== Task prompt ==
Return the records below exactly as they are written.

== Provided material ==
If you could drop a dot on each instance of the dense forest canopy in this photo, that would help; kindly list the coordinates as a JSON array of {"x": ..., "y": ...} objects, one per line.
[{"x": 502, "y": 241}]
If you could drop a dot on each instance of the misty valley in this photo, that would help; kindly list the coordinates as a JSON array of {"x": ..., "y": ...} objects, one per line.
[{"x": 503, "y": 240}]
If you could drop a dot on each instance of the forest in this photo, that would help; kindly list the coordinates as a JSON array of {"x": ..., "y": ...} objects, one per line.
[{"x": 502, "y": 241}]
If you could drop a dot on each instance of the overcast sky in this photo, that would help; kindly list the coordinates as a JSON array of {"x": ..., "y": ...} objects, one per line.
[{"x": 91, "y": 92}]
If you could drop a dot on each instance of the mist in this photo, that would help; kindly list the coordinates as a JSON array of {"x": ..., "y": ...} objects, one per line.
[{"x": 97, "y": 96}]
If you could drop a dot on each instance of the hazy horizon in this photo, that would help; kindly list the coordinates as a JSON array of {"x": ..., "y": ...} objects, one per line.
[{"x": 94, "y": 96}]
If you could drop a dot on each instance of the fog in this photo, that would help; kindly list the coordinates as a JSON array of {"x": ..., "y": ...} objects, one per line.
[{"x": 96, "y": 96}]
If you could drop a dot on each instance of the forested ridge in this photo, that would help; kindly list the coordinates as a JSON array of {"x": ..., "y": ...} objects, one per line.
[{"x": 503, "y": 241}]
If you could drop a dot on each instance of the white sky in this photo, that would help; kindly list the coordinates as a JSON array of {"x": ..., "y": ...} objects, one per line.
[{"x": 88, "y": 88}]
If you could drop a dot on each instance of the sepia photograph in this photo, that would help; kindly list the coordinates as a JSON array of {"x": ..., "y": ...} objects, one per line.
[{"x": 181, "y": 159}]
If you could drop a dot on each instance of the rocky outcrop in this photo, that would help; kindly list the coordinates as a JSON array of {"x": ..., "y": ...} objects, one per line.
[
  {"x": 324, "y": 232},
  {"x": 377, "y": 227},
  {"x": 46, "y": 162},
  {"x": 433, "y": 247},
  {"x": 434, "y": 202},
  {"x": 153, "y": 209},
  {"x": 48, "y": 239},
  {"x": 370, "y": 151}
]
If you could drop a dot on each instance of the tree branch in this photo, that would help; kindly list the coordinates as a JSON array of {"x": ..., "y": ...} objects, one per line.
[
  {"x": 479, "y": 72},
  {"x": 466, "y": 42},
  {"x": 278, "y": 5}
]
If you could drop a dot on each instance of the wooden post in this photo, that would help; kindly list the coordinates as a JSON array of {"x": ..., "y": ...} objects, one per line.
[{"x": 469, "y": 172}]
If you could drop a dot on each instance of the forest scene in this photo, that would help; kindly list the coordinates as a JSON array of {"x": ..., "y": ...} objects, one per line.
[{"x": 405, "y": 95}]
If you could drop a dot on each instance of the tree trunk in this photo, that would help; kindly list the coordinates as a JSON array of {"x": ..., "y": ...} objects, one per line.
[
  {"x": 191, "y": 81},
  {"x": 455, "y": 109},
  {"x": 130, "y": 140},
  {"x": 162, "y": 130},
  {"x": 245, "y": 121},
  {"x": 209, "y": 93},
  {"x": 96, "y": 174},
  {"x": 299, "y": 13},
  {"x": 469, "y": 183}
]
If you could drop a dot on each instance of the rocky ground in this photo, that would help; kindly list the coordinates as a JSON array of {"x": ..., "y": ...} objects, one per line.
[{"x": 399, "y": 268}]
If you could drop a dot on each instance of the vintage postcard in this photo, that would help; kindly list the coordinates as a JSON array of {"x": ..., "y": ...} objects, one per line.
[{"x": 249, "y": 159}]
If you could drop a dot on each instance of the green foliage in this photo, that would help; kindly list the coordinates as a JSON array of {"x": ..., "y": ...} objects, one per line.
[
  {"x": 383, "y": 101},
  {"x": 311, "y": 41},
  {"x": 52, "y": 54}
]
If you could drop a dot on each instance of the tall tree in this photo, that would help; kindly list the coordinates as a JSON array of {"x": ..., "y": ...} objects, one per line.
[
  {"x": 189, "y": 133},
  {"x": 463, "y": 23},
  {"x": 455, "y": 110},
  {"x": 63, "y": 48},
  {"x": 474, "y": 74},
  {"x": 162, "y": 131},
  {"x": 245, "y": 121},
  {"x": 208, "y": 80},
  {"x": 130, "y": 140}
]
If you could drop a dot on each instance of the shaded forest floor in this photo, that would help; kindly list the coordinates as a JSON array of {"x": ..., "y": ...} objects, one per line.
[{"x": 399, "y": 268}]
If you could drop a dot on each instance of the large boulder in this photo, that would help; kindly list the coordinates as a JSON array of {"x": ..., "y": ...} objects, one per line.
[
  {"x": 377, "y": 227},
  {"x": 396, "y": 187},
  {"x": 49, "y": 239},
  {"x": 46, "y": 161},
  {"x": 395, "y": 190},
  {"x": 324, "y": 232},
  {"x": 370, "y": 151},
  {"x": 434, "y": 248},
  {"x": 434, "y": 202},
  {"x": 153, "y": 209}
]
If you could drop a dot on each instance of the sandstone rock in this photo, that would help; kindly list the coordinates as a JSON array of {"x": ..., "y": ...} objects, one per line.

== Output for this task ==
If you could drop a dot on each instance of the dense forest canopy in this photo, that would help; kindly list the coordinates as a JSON array of {"x": ..., "y": ...} objects, one per line.
[{"x": 502, "y": 241}]
If you could drop a dot on each instance of the misty valley in this photo, that would help; kindly list the coordinates as a JSON array of {"x": ..., "y": ...} objects, one per line.
[{"x": 503, "y": 240}]
If you could drop a dot on each instance of the forest in this photo, that would help; kindly list the coordinates as a JSON array of {"x": ..., "y": ...} objects, one per line.
[{"x": 502, "y": 241}]
If you could drop a dot on each instance of the overcast sky in this photo, that would help; kindly list the coordinates as a JSON array of {"x": ..., "y": ...} objects, one per line.
[{"x": 91, "y": 92}]
If you could drop a dot on each instance of the mist in this photo, that would help; kindly list the coordinates as a JSON array of {"x": ..., "y": ...} objects, one per line.
[{"x": 97, "y": 96}]
If you could drop a dot on each instance of the hazy horizon in this photo, that would help; kindly list the coordinates as a JSON array of {"x": ..., "y": ...} objects, one per line.
[{"x": 94, "y": 96}]
If you could drop a dot on each instance of the fog in this photo, that would help; kindly list the coordinates as a JSON array of {"x": ..., "y": ...} objects, one per line.
[{"x": 96, "y": 96}]
If you could drop a dot on each instance of the forested ridge in this photo, that would help; kindly list the coordinates as a JSON array of {"x": ..., "y": ...} objects, one per line.
[{"x": 503, "y": 241}]
If you could drop a dot on each instance of the white sky in this photo, that would help; kindly list the coordinates as a JSON array of {"x": ..., "y": ...} objects, one per line.
[{"x": 88, "y": 88}]
If you could drop a dot on each instance of the sepia photograph in this photo, that would help; kindly list the coordinates as a JSON array of {"x": ..., "y": ...} objects, one per line.
[{"x": 181, "y": 159}]
If you could drop a dot on each instance of the rocky outcrop in this photo, that would help; kindly list the coordinates as a JSON array of {"x": ..., "y": ...} objects, one per line.
[
  {"x": 324, "y": 232},
  {"x": 377, "y": 227},
  {"x": 46, "y": 162},
  {"x": 433, "y": 247},
  {"x": 434, "y": 202},
  {"x": 153, "y": 209},
  {"x": 48, "y": 239},
  {"x": 370, "y": 151}
]
If you could drop a dot on each instance of the tree branch in this photo, that would help; kindly list the coordinates as a JSON array of {"x": ..., "y": ...} objects, one per line.
[
  {"x": 479, "y": 72},
  {"x": 466, "y": 42},
  {"x": 278, "y": 5}
]
If you could drop a dot on each instance of the wooden post in this photo, that would help; kindly list the coordinates as a JSON array of {"x": ..., "y": ...} objects, one per line.
[{"x": 469, "y": 172}]
If you could drop a dot on each instance of the forest scene in this photo, that would help; kindly list the coordinates as a JSON array of {"x": ..., "y": ...} objects, one per line.
[{"x": 405, "y": 95}]
If you could drop a dot on each instance of the tree trunk in this photo, that would help; kindly list the coordinates as a JSON array of {"x": ..., "y": ...} objects, one per line.
[
  {"x": 191, "y": 81},
  {"x": 455, "y": 109},
  {"x": 130, "y": 140},
  {"x": 162, "y": 130},
  {"x": 245, "y": 121},
  {"x": 209, "y": 93},
  {"x": 96, "y": 174},
  {"x": 299, "y": 13},
  {"x": 469, "y": 183}
]
If you could drop a dot on each instance of the rocky ground in this photo, that would help; kindly list the coordinates as a JSON array of {"x": ..., "y": ...} objects, one per line.
[{"x": 399, "y": 268}]
If you could drop a dot on each instance of the vintage postcard in this photo, that would help; kindly list the coordinates as a JSON array of {"x": ..., "y": ...} objects, one per line.
[{"x": 249, "y": 159}]
If you could drop a dot on each instance of the green foliage in this photo, that would help; kindly list the coordinates as a JSON array of {"x": ..., "y": ...} objects, one per line.
[
  {"x": 383, "y": 101},
  {"x": 311, "y": 41},
  {"x": 52, "y": 54}
]
If you could drop a dot on each instance of the tall tree in this photo, that would help; kindly list the coordinates as a JSON array of {"x": ..., "y": ...} objects, one per line.
[
  {"x": 189, "y": 133},
  {"x": 463, "y": 23},
  {"x": 455, "y": 110},
  {"x": 63, "y": 48},
  {"x": 474, "y": 74},
  {"x": 162, "y": 131},
  {"x": 245, "y": 121},
  {"x": 208, "y": 80},
  {"x": 130, "y": 140}
]
If you could drop a dot on each instance of the shaded forest floor in this photo, that would help; kindly list the coordinates as a JSON array of {"x": ..., "y": ...} objects, one per line.
[{"x": 399, "y": 268}]
If you could drop a dot on each instance of the large boulder in this photo, that would help; kindly list the coordinates as a JSON array of {"x": ..., "y": ...} objects, one per line.
[
  {"x": 377, "y": 227},
  {"x": 396, "y": 187},
  {"x": 49, "y": 239},
  {"x": 46, "y": 161},
  {"x": 395, "y": 190},
  {"x": 324, "y": 232},
  {"x": 370, "y": 151},
  {"x": 434, "y": 248},
  {"x": 434, "y": 202},
  {"x": 153, "y": 209}
]
If you could drop a dot on each instance of the sandstone rock in this photo, that would help; kindly list the coordinates as a JSON array of {"x": ..., "y": ...} objects, one per line.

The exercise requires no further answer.